- **ЗАДАНИЕ 1**:
Перечислите все организации, при которых, согласно интервью о таксидермии, создавалась таксидермическая мастерская для иностранных клиентов-охотников.
- **ЗАДАНИЕ 2**:
Продолжите интервью о таксидермии после его последнего предложения.

- **ФРАГМЕНТ ДОКУМЕНТА**:

++++++++++++++++++++

Как ваша работа оказалась связана с туризмом?

Существовали такие кооперативы, как «Конкорд», НТЛ, «Хантинг-­сервис» и фирма «Балчуг», при которых создавалась таксидермическая мастерская для обслуживания иностранных клиентов-­охотников. И меня пригласили руководить ей в августе 1989 года. Располагалась она на территории ботанического сада МГУ. Я начал много путешествовать по стране и выезжать за рубеж, а в самом начале 90-х посетил США и попал на экскурсию в мастерскую таксидермиста Майка Бойса.

И какое у вас было впечатление от посещения его мастерской?

Тогда мы отставали от них лет на пятьдесят. Сейчас немного, конечно, нагнали, но все равно отстаем. Те технологии, которые они использовали тогда, мы начинаем использовать только сейчас, и то не все. Надо понимать, что в Америке это целая индустрия и на таксидермию работает масса организаций, которые изготавливают все — от инструментов до, например, той же соли. Конечно, от посещения этой мастерской я был просто в шоке, хотя ни поучиться, ни подсмотреть что-­то возможности никакой не дали: на момент нашего посещения все убрали и спрятали и никаких мастеров там не было.

++++++++++++++++++++

- **ИСХОДНЫЕ ДАННЫЕ**:
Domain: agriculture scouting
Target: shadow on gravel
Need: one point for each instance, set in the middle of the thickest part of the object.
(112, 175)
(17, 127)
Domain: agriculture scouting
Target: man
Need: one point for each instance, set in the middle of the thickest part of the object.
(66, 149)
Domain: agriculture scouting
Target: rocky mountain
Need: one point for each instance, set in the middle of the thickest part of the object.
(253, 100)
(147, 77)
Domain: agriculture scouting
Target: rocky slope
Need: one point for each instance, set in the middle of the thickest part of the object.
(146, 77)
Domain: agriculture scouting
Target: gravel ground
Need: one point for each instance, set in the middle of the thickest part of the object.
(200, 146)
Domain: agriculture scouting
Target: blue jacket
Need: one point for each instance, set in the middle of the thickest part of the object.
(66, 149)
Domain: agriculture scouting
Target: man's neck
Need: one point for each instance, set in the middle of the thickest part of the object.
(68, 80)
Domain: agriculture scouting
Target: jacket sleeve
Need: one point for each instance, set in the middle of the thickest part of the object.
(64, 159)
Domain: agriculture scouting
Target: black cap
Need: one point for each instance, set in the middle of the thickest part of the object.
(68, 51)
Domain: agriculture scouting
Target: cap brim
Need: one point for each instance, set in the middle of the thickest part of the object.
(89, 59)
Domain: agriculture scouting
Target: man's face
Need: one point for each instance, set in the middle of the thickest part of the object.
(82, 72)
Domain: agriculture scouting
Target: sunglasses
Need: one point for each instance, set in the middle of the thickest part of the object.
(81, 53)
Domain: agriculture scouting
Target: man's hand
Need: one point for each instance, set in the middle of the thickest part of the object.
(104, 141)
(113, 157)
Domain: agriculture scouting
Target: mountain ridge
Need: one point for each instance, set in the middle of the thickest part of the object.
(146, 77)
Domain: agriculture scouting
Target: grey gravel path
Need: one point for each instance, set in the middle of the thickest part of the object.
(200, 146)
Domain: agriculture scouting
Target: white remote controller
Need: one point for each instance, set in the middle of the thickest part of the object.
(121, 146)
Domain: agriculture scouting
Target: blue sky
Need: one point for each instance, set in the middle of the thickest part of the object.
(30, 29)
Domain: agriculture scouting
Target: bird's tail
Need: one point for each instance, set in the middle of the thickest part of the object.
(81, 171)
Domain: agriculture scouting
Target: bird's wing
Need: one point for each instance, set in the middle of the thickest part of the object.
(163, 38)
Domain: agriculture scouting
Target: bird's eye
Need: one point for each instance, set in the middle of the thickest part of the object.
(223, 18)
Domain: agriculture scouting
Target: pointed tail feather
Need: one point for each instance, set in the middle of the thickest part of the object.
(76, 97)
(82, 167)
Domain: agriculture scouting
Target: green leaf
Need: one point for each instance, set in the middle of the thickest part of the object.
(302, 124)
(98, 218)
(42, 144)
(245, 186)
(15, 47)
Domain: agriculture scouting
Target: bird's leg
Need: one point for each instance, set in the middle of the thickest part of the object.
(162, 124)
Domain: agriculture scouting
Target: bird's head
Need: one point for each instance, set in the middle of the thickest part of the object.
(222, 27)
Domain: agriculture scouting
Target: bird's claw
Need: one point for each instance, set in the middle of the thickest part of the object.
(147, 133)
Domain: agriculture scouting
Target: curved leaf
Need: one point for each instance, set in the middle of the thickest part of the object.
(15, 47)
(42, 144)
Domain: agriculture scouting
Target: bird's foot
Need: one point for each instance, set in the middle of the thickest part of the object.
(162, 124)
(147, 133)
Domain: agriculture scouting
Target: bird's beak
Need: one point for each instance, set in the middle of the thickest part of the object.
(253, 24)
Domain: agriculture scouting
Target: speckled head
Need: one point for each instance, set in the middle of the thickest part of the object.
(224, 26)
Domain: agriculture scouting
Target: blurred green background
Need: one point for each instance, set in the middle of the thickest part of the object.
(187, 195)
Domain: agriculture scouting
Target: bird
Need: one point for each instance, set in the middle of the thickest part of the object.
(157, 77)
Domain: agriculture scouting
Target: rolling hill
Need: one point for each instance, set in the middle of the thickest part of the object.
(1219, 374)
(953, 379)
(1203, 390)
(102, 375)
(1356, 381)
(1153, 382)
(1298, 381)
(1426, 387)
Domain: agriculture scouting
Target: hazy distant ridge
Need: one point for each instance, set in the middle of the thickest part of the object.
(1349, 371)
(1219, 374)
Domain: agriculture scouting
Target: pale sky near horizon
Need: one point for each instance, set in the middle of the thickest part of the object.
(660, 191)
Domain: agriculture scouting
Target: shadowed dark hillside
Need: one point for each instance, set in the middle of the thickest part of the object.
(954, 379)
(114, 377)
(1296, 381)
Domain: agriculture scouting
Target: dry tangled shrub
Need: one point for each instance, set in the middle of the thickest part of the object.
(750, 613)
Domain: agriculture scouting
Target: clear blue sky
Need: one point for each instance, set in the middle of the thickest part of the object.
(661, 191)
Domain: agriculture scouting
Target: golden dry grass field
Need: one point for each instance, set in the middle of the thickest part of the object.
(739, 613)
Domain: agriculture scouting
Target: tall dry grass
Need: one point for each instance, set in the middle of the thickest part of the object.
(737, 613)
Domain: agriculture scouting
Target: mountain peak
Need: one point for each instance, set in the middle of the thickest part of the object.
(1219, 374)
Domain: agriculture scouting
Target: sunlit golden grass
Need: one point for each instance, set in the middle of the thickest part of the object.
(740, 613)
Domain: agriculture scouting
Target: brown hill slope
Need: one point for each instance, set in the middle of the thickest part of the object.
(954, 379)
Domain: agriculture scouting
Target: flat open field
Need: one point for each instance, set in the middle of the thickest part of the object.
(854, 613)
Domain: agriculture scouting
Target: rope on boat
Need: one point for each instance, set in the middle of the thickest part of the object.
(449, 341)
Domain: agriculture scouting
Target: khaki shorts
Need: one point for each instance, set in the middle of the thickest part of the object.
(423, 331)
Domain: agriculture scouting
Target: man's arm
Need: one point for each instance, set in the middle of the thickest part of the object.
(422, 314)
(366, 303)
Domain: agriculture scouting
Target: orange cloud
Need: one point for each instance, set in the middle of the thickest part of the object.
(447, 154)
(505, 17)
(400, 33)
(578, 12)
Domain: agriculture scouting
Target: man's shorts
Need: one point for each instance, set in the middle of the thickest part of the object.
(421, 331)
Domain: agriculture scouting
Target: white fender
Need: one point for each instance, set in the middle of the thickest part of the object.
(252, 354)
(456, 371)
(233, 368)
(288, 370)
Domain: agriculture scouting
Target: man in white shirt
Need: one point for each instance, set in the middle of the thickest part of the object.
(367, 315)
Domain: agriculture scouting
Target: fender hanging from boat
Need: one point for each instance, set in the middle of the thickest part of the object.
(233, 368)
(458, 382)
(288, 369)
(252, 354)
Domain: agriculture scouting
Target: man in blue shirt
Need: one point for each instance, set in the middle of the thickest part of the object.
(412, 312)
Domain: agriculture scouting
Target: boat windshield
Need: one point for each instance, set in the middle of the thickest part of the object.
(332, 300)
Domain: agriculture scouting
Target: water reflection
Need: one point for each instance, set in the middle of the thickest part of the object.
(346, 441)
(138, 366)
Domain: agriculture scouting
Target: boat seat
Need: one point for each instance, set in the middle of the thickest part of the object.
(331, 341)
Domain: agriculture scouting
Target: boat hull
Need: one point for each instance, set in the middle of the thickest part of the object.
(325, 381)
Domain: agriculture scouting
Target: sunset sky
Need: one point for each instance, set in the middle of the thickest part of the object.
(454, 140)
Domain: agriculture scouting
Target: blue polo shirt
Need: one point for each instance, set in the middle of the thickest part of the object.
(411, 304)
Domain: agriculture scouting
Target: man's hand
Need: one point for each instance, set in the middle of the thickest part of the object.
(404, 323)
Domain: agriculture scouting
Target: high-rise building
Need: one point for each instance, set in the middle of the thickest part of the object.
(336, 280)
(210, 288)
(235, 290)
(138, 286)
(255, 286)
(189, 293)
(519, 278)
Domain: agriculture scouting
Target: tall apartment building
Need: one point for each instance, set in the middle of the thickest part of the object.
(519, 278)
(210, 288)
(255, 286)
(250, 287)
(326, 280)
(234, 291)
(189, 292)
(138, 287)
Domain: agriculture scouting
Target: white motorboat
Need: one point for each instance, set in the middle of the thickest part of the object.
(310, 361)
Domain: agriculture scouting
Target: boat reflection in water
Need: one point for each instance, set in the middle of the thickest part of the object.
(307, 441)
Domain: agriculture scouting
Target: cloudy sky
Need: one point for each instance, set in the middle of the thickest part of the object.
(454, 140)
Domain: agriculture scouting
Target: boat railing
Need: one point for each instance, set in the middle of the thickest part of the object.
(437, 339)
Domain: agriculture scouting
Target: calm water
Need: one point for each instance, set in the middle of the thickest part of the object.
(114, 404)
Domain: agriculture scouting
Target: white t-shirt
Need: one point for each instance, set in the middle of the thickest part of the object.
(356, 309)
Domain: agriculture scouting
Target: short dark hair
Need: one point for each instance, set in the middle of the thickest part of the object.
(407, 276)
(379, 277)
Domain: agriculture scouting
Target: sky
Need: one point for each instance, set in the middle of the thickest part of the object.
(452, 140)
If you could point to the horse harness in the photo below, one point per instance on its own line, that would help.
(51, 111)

++++++++++++++++++++

- **ОТВЕТ 1**:
«Конкорд», НТЛ, «Хантинг-сервис», фирма «Балчуг»

- **ОТВЕТ 2**:
Что стоило одно только изготовление «глаз» для чучел — они светились как настоящие. А у нас в это время только один пожилой мастер изготавливал «глаза». К сожалению, он не брал учеников и умер, так и не передав никому свое искусство. Сейчас у нас никто не делает хороших «глаз», мы все завозим, к примеру, из той же Беларуси, где из пластика делают очень хорошие «глаза».

Как сейчас обстоят дела с таксидермией в нашей стране? Ведь было время, когда она очень хорошо набирала обороты.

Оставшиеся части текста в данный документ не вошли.